WHAT IS BEING ASKED: Express the rows below as a two-column CSV with the header columns "label" and "boxes". Give one line for each row, with its text under "label" and its answer under "boxes", each in a single quoted field with line breaks replaced by spaces; cover every row and leave out the pictures.

RECORDS FOR THIS TASK:

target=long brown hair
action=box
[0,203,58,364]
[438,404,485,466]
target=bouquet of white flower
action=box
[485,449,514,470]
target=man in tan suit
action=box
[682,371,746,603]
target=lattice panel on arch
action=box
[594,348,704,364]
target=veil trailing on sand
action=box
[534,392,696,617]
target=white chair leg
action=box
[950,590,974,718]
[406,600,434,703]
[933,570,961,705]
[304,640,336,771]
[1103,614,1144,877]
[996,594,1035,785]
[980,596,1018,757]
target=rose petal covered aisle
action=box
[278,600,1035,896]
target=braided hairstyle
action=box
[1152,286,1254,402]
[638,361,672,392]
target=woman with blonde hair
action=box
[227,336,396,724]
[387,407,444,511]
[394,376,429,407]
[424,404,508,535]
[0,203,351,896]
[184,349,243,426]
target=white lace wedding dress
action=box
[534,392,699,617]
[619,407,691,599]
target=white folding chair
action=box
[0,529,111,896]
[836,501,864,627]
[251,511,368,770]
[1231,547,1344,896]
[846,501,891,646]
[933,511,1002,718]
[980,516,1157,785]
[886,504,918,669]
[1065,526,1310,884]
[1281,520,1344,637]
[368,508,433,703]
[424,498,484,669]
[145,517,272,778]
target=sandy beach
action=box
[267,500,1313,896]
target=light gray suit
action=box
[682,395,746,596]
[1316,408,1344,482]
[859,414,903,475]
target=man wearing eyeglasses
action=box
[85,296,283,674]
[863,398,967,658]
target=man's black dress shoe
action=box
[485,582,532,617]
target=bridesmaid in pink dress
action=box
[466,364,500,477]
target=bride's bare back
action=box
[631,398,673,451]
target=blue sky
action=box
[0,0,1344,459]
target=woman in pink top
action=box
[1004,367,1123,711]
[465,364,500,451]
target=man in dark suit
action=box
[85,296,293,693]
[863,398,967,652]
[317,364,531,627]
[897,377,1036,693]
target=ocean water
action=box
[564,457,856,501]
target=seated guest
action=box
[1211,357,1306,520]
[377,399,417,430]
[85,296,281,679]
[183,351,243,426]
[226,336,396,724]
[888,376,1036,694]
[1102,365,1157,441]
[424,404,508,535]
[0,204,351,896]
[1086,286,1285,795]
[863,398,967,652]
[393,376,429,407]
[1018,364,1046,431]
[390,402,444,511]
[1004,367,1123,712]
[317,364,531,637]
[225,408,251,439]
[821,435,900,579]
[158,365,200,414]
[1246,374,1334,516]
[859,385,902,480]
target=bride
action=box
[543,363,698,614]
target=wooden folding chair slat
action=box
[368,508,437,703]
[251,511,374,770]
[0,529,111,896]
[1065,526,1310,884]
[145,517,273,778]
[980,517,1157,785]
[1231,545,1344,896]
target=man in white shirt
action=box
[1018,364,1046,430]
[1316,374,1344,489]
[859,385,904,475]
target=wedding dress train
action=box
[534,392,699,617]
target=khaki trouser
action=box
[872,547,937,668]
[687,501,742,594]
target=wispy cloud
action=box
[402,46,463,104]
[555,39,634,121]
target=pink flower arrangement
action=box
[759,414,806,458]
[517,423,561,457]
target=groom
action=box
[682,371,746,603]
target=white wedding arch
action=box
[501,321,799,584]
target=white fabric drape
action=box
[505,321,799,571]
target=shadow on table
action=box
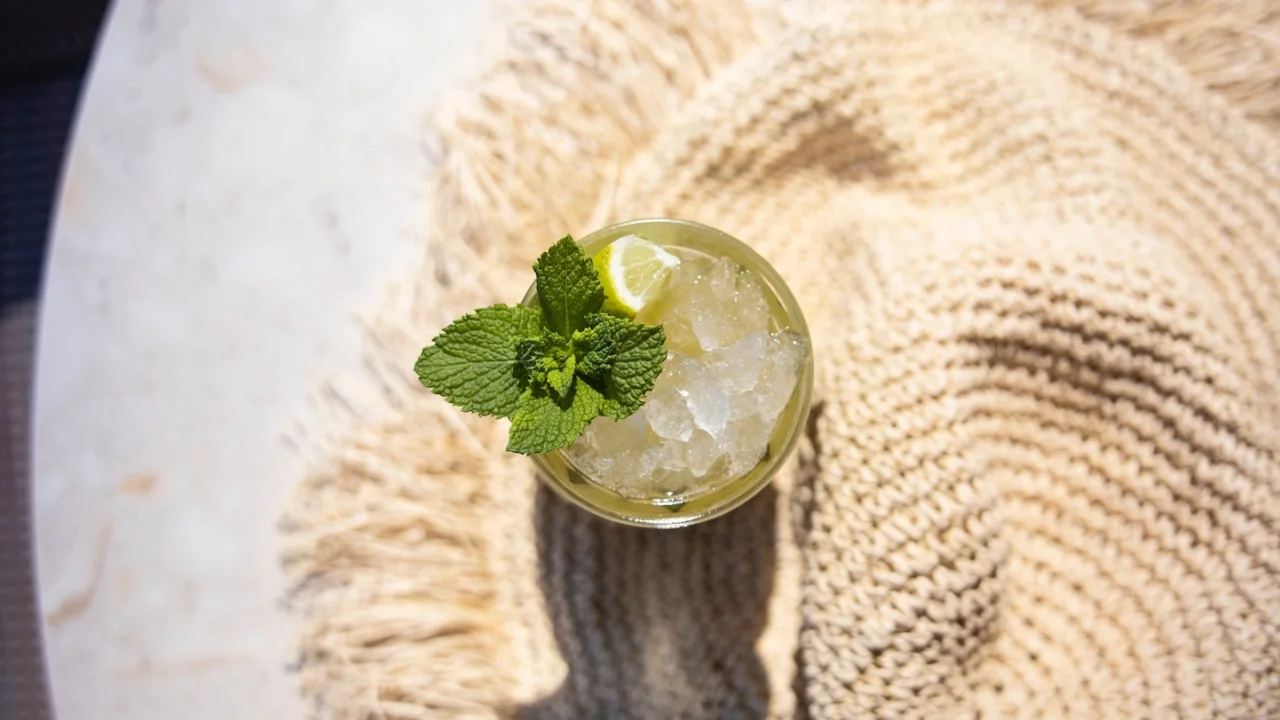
[517,479,777,720]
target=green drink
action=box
[524,219,813,528]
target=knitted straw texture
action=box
[288,0,1280,719]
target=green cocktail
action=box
[524,219,813,528]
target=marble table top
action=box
[32,0,492,720]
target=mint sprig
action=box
[413,236,667,455]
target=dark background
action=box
[0,0,108,720]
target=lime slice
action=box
[591,234,680,318]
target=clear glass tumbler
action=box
[524,218,813,528]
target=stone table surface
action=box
[32,0,493,720]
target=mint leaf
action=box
[516,338,547,384]
[413,237,667,455]
[547,354,575,397]
[413,305,541,418]
[516,328,576,396]
[573,324,618,379]
[584,313,667,420]
[534,236,604,338]
[507,378,602,455]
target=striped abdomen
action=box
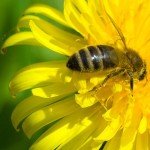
[67,45,119,72]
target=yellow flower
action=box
[3,0,150,150]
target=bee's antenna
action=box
[105,10,128,51]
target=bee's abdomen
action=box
[67,45,118,72]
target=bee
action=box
[66,16,147,91]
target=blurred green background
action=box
[0,0,63,150]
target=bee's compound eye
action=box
[66,54,81,71]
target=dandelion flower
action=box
[3,0,150,150]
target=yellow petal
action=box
[75,92,98,108]
[18,15,87,53]
[10,61,71,95]
[29,21,74,56]
[22,96,80,138]
[64,0,88,38]
[32,83,76,98]
[11,96,61,130]
[31,107,97,150]
[24,4,68,26]
[104,131,122,150]
[138,116,147,134]
[60,125,98,150]
[119,120,137,150]
[95,116,121,141]
[135,131,150,150]
[2,32,40,50]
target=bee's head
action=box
[126,49,146,80]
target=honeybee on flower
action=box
[2,0,150,150]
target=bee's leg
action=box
[92,69,125,92]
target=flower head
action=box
[3,0,150,150]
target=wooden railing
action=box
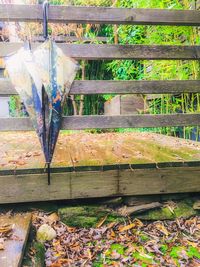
[0,4,200,130]
[0,4,200,203]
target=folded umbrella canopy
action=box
[6,40,79,184]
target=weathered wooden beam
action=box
[0,43,200,60]
[31,35,108,43]
[0,114,200,131]
[0,167,200,204]
[0,79,200,96]
[0,4,200,26]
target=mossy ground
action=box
[137,198,199,221]
[58,205,123,228]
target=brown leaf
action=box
[47,212,60,223]
[119,223,135,232]
[96,215,108,228]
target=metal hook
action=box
[42,0,49,40]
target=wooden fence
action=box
[0,4,200,203]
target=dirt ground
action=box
[0,131,200,169]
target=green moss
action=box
[58,205,122,228]
[137,199,198,220]
[22,241,45,267]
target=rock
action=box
[118,202,162,216]
[37,224,56,243]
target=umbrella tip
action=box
[47,163,51,185]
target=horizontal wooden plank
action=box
[0,114,200,131]
[31,35,109,43]
[0,4,200,26]
[0,167,200,204]
[0,79,200,96]
[0,43,200,60]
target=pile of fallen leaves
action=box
[34,213,200,267]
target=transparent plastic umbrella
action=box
[6,40,79,183]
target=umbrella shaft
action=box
[43,1,49,40]
[47,163,51,185]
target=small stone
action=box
[37,224,56,243]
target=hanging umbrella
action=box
[6,2,79,184]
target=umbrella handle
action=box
[42,0,49,40]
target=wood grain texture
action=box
[0,43,200,60]
[0,114,200,131]
[0,4,200,26]
[0,167,200,204]
[0,79,200,96]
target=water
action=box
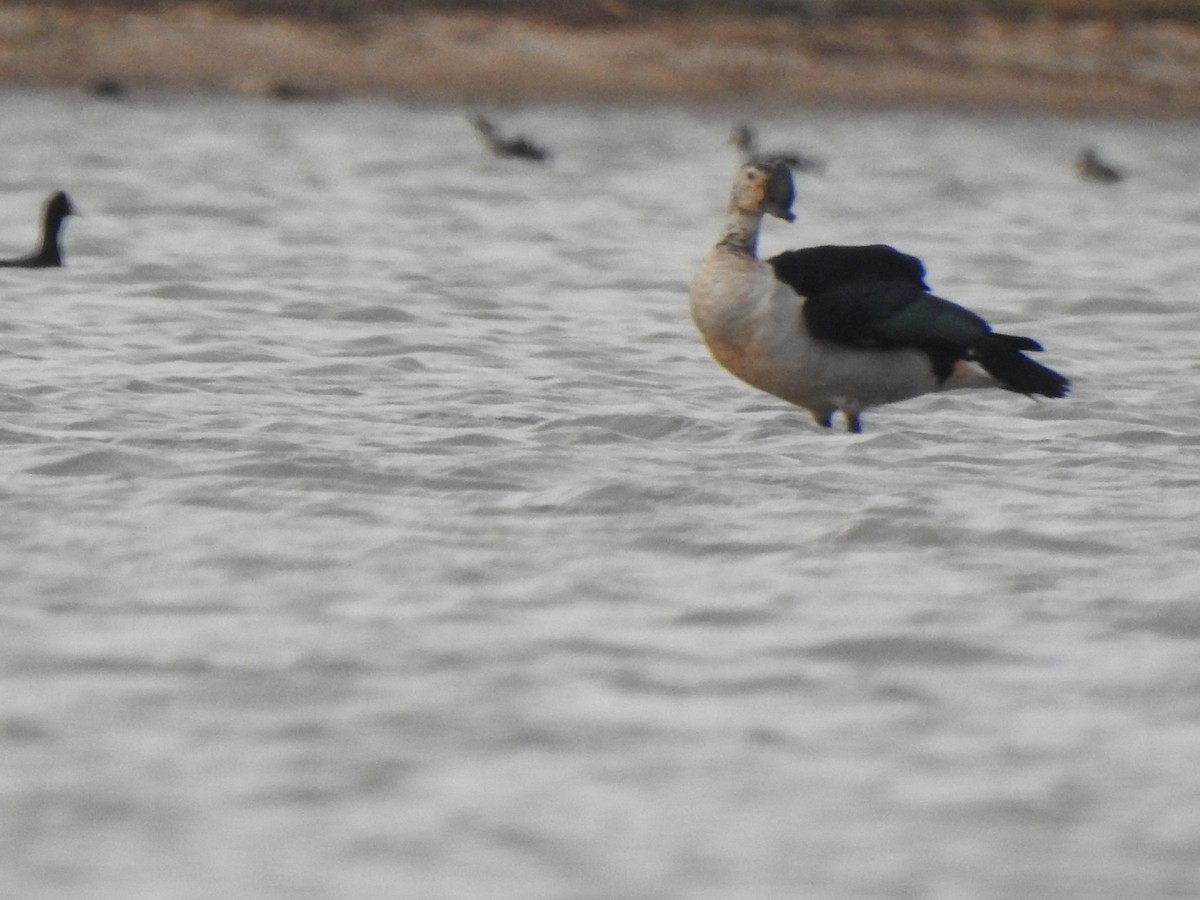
[0,92,1200,900]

ANSWER FOR THE TASK:
label,boxes
"target=long brown hair action=box","[0,203,58,364] [438,404,485,466]"
"target=bouquet of white flower action=box","[485,449,514,470]"
"target=man in tan suit action=box","[682,371,746,603]"
"target=lattice panel on arch action=box","[594,348,704,364]"
"target=veil trailing on sand action=box","[534,392,696,617]"
"target=white chair leg action=box","[950,590,974,718] [406,600,434,703] [933,570,961,705] [304,640,336,771] [1103,614,1144,877] [996,594,1035,785] [980,596,1018,757]"
"target=rose petal covered aisle action=box","[278,600,1035,896]"
"target=braided hairstyle action=box","[1152,286,1254,402] [638,361,672,392]"
"target=woman with blonde hair action=box","[227,336,396,724] [387,407,444,511] [394,376,429,407] [424,404,508,535] [0,203,351,896] [184,349,243,426]"
"target=white lace wedding dress action=box","[534,392,699,617] [619,407,691,599]"
"target=white folding chair action=box","[0,529,111,896] [836,501,864,627] [251,511,368,770] [1231,547,1344,896] [846,501,891,646] [933,511,1002,718] [980,516,1157,785] [886,504,918,669] [1065,526,1310,884] [1281,520,1344,637] [368,508,433,703] [424,498,484,669] [145,517,272,778]"
"target=sandy beach action=box","[267,500,1313,896]"
"target=light gray suit action=box","[682,395,746,596] [1316,408,1344,482] [859,414,903,475]"
"target=man wearing eyeglasses action=box","[85,296,283,674] [863,398,967,658]"
"target=man's black dress shoe action=box","[485,582,532,617]"
"target=bridesmaid in pink dress action=box","[466,364,500,477]"
"target=bride's bare back action=box","[631,398,673,451]"
"target=blue sky action=box","[0,0,1344,459]"
"target=woman in pink top action=box","[1004,367,1123,711] [465,364,500,451]"
"target=man in dark suit action=box","[85,296,293,693] [863,398,967,652] [317,364,531,627] [897,377,1036,693]"
"target=ocean water action=box","[564,457,856,501]"
"target=seated guest action=box","[1211,357,1306,520] [377,399,417,430] [85,296,281,679] [183,351,243,426] [226,336,396,724] [888,376,1036,694] [1102,365,1157,441] [424,404,508,535] [0,204,351,896] [1086,286,1285,795] [863,398,967,652] [393,376,429,407] [1018,364,1046,431] [390,402,444,511] [1004,367,1123,712] [317,364,531,637] [225,408,251,439] [821,435,900,579] [158,365,200,414] [1246,374,1334,516] [859,385,902,480]"
"target=bride action=box","[543,363,698,614]"
"target=wooden folding chair slat action=box","[368,508,437,703] [251,511,374,770] [0,529,111,896] [1065,526,1310,884] [145,517,273,778] [980,517,1157,785] [1231,545,1344,896]"
"target=man in white shirt action=box","[1018,364,1046,430] [1316,374,1344,489] [859,385,904,475]"
"target=wedding dress train action=box","[534,392,699,617]"
"target=khaki trouser action=box","[872,547,937,668] [687,501,742,594]"
"target=wispy cloud action=box","[402,46,463,104] [555,39,634,121]"
"target=pink flower arrangement action=box","[759,414,806,458] [517,423,561,457]"
"target=groom action=box","[682,371,746,603]"
"target=white wedding arch action=box","[501,321,799,584]"
"target=white fabric drape action=box","[505,321,799,571]"
"target=shadow on table action=box","[517,479,777,720]"
"target=green drink action=box","[524,219,813,528]"
"target=knitted straw texture action=box","[288,0,1280,719]"
"target=green cocktail action=box","[524,219,813,528]"
"target=marble table top action=box","[32,0,492,720]"
"target=mint sprig action=box","[413,236,667,455]"
"target=dark background action=box","[0,0,108,720]"
"target=lime slice action=box","[591,234,680,318]"
"target=clear glass tumbler action=box","[524,218,813,528]"
"target=stone table surface action=box","[32,0,493,720]"
"target=mint leaf action=box","[516,338,547,384] [413,237,667,455] [547,354,575,397] [413,305,541,418] [516,328,576,396] [573,324,618,379] [584,313,667,420] [534,236,604,338] [507,378,602,455]"
"target=striped abdomen action=box","[67,45,119,72]"
"target=yellow flower action=box","[3,0,150,150]"
"target=bee's antenna action=box","[105,10,128,51]"
"target=bee's abdomen action=box","[67,45,118,72]"
"target=bee action=box","[66,16,147,91]"
"target=blurred green background action=box","[0,0,63,150]"
"target=bee's compound eye action=box","[66,54,81,71]"
"target=dandelion flower action=box","[3,0,150,150]"
"target=yellow petal action=box","[75,92,98,108] [18,15,87,53] [10,61,71,95] [29,21,74,56] [22,96,80,138] [64,0,88,38] [32,83,76,98] [11,96,61,130] [31,107,97,150] [24,4,68,26] [104,131,122,150] [138,116,147,134] [60,125,98,150] [119,120,137,150] [95,116,121,141] [135,131,150,150] [2,32,40,50]"
"target=bee's head action=box","[126,49,146,80]"
"target=honeybee on flower action=box","[2,0,150,150]"
"target=bee's leg action=box","[92,69,125,92]"
"target=flower head action=box","[3,0,150,150]"
"target=wooden railing action=box","[0,4,200,130] [0,4,200,203]"
"target=folded umbrella canopy action=box","[6,40,79,184]"
"target=weathered wooden beam action=box","[0,43,200,60] [31,35,108,43] [0,114,200,131] [0,167,200,204] [0,79,200,96] [0,4,200,26]"
"target=mossy ground action=box","[137,198,199,221] [58,205,123,228]"
"target=brown leaf action=box","[47,212,60,223] [119,223,135,232] [96,215,108,228]"
"target=metal hook action=box","[42,0,49,40]"
"target=wooden fence action=box","[0,4,200,203]"
"target=dirt ground action=box","[0,131,200,169]"
"target=green moss action=box","[58,205,122,228] [137,199,198,220] [22,241,45,267]"
"target=rock action=box","[118,202,162,216] [37,224,56,243]"
"target=umbrella tip action=box","[47,163,51,185]"
"target=horizontal wooden plank action=box","[0,114,200,131] [31,35,109,43] [0,4,200,26] [0,167,200,204] [0,79,200,96] [0,43,200,60]"
"target=pile of fallen leaves action=box","[34,213,200,267]"
"target=transparent plastic umbrella action=box","[6,40,79,183]"
"target=umbrella shaft action=box","[43,1,49,40] [47,163,51,185]"
"target=small stone action=box","[37,224,56,243]"
"target=hanging umbrella action=box","[6,2,79,184]"
"target=umbrella handle action=box","[42,0,49,40]"
"target=wood grain texture action=box","[0,43,200,60] [0,114,200,131] [0,4,200,26] [0,167,200,204] [0,79,200,96]"
"target=water action=box","[0,92,1200,900]"